[AIM OF THE EXERCISE] Identify every line in the material below that contains the word "team" and copy each of those lines.

[MATERIAL TO PROCESS]
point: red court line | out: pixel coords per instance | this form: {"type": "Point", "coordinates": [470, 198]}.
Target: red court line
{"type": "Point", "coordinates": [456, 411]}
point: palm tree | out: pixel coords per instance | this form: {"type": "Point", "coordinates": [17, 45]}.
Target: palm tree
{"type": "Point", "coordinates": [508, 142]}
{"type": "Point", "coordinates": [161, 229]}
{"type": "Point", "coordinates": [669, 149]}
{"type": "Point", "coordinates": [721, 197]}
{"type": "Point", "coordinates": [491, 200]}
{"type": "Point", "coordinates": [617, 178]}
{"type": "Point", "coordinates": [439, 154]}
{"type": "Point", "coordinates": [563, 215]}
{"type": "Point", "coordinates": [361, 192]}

--

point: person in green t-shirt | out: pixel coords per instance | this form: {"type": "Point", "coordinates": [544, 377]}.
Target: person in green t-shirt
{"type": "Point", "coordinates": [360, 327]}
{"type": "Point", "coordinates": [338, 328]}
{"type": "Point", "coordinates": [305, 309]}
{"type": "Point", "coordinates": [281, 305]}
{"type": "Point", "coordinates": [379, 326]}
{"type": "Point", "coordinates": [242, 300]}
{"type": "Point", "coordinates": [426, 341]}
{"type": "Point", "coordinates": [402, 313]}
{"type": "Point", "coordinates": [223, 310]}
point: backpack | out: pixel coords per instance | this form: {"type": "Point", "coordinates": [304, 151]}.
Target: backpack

---

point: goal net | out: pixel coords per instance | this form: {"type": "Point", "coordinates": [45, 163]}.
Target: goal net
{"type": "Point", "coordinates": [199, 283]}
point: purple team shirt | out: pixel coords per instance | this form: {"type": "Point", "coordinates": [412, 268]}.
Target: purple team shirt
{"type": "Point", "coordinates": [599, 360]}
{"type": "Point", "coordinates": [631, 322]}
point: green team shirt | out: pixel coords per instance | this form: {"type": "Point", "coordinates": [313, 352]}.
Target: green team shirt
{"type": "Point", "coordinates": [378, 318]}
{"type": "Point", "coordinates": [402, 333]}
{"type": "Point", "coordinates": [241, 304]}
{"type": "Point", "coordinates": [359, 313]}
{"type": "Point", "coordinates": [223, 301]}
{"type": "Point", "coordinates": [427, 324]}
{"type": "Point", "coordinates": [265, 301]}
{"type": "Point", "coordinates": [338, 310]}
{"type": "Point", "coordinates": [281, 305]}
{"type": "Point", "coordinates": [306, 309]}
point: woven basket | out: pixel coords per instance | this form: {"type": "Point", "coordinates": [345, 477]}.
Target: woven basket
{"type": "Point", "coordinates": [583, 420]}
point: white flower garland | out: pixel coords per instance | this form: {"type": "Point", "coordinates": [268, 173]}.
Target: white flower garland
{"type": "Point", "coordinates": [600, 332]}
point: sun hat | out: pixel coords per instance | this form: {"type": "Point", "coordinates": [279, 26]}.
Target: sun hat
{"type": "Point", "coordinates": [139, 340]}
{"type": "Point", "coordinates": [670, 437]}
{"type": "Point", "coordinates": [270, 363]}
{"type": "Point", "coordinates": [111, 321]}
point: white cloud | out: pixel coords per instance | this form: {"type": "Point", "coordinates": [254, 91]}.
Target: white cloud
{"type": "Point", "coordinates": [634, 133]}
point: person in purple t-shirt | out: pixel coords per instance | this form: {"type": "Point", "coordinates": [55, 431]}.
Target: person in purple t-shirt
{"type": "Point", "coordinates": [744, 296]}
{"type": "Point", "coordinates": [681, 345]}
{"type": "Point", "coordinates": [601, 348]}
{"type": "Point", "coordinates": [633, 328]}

[RESPONSE TO THE TASK]
point: purple team shirt | out: pixel coords per instance | this form: {"type": "Point", "coordinates": [412, 268]}.
Target: purple team shirt
point: green team shirt | out: pixel coords per instance | this form: {"type": "Point", "coordinates": [313, 352]}.
Target: green team shirt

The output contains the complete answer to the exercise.